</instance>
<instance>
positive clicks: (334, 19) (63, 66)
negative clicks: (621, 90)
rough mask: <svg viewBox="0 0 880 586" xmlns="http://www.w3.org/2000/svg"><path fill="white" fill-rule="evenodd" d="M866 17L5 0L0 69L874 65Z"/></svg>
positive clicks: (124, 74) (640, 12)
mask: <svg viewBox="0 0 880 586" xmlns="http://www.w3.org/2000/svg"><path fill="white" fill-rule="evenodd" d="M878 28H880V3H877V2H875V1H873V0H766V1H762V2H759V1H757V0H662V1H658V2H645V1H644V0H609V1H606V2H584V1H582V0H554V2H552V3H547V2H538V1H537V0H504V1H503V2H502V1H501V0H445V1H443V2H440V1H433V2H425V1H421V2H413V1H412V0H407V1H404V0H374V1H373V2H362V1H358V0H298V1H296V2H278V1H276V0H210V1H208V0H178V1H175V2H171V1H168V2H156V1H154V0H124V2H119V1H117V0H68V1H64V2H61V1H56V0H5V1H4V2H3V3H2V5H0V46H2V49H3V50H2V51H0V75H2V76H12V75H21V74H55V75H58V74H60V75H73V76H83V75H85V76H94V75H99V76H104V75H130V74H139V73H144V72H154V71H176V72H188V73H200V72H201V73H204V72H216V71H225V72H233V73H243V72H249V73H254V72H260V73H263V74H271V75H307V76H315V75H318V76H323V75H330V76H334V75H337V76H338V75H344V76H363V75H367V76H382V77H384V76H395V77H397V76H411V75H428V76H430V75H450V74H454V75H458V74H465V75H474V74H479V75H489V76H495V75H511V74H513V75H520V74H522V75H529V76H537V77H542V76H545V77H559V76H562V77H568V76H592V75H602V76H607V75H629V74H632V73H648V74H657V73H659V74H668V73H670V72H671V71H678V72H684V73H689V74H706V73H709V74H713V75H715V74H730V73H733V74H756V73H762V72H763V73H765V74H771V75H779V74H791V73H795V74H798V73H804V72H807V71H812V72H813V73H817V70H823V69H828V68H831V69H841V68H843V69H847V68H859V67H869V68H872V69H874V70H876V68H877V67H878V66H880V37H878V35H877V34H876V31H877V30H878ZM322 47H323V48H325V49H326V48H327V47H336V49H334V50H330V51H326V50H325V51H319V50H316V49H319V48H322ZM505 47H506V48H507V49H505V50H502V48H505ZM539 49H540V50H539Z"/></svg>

**ASSIGNMENT**
Repeat the whole listing exactly.

**ANSWER BOX**
</instance>
<instance>
positive clicks: (334, 19) (63, 66)
negative clicks: (621, 90)
rough mask: <svg viewBox="0 0 880 586" xmlns="http://www.w3.org/2000/svg"><path fill="white" fill-rule="evenodd" d="M866 17L5 0L0 69L874 65Z"/></svg>
positive clicks: (124, 74) (640, 12)
mask: <svg viewBox="0 0 880 586" xmlns="http://www.w3.org/2000/svg"><path fill="white" fill-rule="evenodd" d="M878 28H880V3H877V2H875V1H873V0H766V1H762V2H759V1H757V0H662V1H658V2H645V1H644V0H609V1H606V2H584V1H582V0H554V2H552V3H547V2H538V1H537V0H504V1H503V2H502V1H501V0H445V1H443V2H440V1H433V2H425V1H421V2H413V1H412V0H407V1H404V0H374V1H373V2H362V1H358V0H298V1H296V2H278V1H276V0H210V1H208V0H178V1H175V2H171V1H168V2H156V1H154V0H124V2H119V1H117V0H68V1H64V2H61V1H56V0H5V1H4V2H3V3H2V5H0V46H2V49H3V50H2V51H0V75H2V76H12V75H21V74H55V75H58V74H60V75H73V76H83V75H85V76H94V75H99V76H104V75H130V74H139V73H144V72H154V71H176V72H188V73H200V72H201V73H204V72H216V71H225V72H233V73H243V72H249V73H254V72H260V73H263V74H271V75H307V76H315V75H318V76H323V75H330V76H334V75H337V76H338V75H344V76H363V75H367V76H382V77H384V76H395V77H397V76H411V75H428V76H430V75H450V74H454V75H458V74H465V75H474V74H479V75H489V76H495V75H511V74H513V75H520V74H522V75H529V76H537V77H542V76H545V77H559V76H562V77H568V76H592V75H602V76H607V75H629V74H632V73H648V74H657V73H659V74H668V73H670V72H671V71H678V72H684V73H689V74H706V73H709V74H713V75H715V74H730V73H733V74H756V73H762V72H763V73H765V74H771V75H779V74H791V73H795V74H798V73H804V72H807V71H812V72H813V73H817V70H823V69H828V68H831V69H841V68H843V69H847V68H859V67H869V68H872V69H874V70H876V68H877V67H878V66H880V37H878V35H877V34H876V31H877V30H878ZM322 47H323V48H325V49H326V48H327V47H336V49H334V50H330V51H326V50H325V51H319V50H316V49H319V48H322ZM505 47H506V48H507V49H505V50H502V48H505ZM539 49H540V50H539Z"/></svg>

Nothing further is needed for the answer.